[start Records for this exercise]

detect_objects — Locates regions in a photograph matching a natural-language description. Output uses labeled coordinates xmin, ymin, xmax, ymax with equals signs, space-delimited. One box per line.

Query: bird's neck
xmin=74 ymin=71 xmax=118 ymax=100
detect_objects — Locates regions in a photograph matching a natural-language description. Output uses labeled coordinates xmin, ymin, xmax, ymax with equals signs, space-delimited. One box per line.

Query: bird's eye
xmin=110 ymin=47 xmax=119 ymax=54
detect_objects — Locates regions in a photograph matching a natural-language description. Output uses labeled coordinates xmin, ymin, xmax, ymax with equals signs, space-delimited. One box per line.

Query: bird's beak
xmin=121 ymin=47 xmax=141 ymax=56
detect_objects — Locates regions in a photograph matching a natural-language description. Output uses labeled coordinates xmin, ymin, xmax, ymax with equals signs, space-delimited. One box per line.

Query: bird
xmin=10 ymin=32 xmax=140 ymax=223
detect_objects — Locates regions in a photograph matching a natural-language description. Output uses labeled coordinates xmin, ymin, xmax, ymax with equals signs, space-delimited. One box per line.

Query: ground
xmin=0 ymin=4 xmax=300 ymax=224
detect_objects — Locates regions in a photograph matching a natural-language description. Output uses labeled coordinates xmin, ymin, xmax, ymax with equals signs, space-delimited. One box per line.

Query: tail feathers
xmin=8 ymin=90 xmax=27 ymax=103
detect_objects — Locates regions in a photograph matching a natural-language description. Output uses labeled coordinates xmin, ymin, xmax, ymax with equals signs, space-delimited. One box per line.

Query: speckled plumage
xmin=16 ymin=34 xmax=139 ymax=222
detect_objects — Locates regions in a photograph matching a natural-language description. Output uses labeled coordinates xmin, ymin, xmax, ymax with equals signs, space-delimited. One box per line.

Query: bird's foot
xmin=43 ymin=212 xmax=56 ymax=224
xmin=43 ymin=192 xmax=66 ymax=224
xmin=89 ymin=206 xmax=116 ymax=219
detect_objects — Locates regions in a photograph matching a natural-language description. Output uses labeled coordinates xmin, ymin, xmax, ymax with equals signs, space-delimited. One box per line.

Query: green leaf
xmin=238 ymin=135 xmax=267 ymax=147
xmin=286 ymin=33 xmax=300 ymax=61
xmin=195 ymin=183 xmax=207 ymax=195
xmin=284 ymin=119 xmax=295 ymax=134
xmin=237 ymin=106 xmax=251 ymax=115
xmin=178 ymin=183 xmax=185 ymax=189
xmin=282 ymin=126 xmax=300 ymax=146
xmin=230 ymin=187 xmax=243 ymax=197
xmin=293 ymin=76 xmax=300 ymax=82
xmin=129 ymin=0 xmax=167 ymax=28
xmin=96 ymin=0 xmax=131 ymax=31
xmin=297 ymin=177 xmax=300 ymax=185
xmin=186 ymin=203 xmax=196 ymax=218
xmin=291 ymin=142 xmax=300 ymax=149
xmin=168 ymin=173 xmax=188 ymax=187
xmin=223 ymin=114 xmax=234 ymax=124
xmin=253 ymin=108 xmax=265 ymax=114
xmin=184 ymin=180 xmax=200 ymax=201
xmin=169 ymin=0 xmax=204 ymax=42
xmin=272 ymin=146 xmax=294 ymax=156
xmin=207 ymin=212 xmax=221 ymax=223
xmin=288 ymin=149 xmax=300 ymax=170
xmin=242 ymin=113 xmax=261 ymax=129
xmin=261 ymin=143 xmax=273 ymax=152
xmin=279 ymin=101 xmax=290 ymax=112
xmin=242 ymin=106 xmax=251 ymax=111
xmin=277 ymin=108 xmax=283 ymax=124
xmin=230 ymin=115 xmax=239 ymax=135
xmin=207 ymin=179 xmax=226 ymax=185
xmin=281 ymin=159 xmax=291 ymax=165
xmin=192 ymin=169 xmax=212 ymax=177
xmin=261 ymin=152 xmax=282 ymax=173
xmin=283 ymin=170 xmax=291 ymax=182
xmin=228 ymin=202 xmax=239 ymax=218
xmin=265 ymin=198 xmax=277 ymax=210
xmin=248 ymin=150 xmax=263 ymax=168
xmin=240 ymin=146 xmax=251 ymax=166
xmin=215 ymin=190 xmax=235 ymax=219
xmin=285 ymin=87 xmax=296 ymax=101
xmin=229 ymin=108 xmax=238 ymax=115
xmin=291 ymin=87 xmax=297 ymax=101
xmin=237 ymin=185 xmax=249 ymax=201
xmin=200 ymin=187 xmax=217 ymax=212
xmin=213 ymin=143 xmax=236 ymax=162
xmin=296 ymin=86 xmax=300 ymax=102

[end Records for this exercise]

List every line from the records above that contains the string "bird".

Query: bird's neck
Query: bird's eye
Query: bird's beak
Query: bird
Query: bird's foot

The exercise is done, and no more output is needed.